Required task:
Reproduce verbatim the part of the material that opens with the line containing "The object I'm interested in is the golden" and runs through the last line of the material, including both ends.

-------- Dataset records

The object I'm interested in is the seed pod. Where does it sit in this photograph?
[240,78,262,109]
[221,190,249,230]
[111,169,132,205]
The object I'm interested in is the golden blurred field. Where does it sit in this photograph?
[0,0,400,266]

----------------

Solution to this exercise:
The object I'm interested in is the golden blurred field. Where does it sit in this photograph?
[0,0,400,266]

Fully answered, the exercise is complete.